==== Rows ====

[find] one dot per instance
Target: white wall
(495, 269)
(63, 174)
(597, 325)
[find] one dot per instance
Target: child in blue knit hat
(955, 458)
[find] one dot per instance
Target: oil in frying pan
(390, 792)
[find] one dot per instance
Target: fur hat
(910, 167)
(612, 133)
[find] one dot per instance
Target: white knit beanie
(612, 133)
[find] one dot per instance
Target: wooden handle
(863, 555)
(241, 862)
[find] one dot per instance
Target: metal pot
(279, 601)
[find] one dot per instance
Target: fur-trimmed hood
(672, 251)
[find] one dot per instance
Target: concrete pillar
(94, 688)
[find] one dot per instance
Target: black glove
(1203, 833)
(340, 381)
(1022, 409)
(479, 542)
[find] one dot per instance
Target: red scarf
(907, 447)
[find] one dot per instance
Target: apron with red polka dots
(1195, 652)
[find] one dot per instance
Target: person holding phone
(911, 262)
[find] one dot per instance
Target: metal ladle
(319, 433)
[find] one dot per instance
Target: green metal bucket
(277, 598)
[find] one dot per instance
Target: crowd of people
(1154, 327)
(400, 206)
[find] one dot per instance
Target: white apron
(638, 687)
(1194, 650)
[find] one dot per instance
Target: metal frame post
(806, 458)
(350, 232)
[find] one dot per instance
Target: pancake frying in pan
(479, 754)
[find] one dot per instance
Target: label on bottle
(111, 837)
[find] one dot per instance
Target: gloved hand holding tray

====

* To do *
Report every line in the records above that contains the word "metal", copying each one.

* Answer *
Target: metal pot
Target: metal ladle
Target: green metal bucket
Target: metal frame post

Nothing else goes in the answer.